— Exercise data —
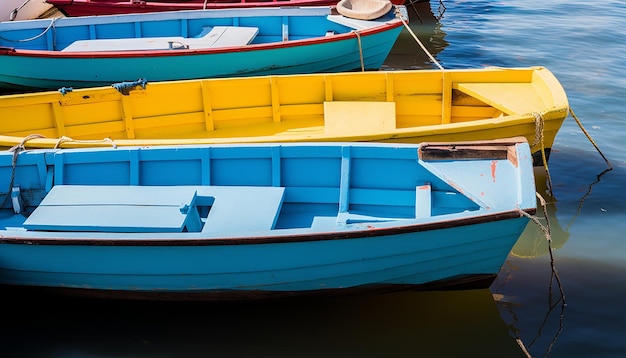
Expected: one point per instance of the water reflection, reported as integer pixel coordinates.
(439, 324)
(533, 242)
(406, 52)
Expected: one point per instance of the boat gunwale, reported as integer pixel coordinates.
(354, 33)
(370, 231)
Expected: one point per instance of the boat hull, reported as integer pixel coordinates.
(396, 106)
(267, 220)
(89, 7)
(383, 263)
(13, 10)
(36, 66)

— Task brief —
Starting at the line with "Expected: one point per instance of the boat hull, reported", restate each line through the end of the records, both ends included, and stop there.

— Answer area —
Expected: one point per instance of the boat hull, reported as integer pixel coordinates.
(396, 106)
(267, 220)
(89, 7)
(383, 263)
(13, 10)
(36, 66)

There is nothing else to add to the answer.